==== PROVIDED RECORDS

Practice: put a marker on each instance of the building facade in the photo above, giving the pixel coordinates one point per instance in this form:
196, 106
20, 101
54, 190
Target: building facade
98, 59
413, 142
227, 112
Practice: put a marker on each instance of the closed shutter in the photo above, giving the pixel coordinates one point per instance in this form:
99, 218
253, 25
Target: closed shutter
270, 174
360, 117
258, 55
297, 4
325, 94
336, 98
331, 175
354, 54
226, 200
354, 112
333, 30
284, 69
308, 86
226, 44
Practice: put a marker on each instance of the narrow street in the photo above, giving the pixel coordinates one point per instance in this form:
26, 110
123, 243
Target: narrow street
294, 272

========

WORK ITEM = The response should repeat the whole listing exactly.

EXPECTED ANSWER =
Practice: put a marker on each instance of the building facade in the photo above, giving the pixel coordinates one point per instance in this form:
196, 106
20, 101
54, 190
Target: building facade
98, 59
413, 142
227, 112
Practice: put a marker on each instance of the closed shutter in the photo above, giving the pixel coordinates one point per instance in this form:
99, 218
253, 25
Target: closed shutter
270, 174
360, 117
258, 55
297, 4
325, 94
336, 98
331, 175
354, 54
226, 200
354, 112
333, 30
284, 69
308, 86
226, 44
Practice: put a marker on each instance of the narrow street in the photo above, giving the pixel coordinates one point per instance in this form:
26, 110
123, 243
Target: narrow street
294, 272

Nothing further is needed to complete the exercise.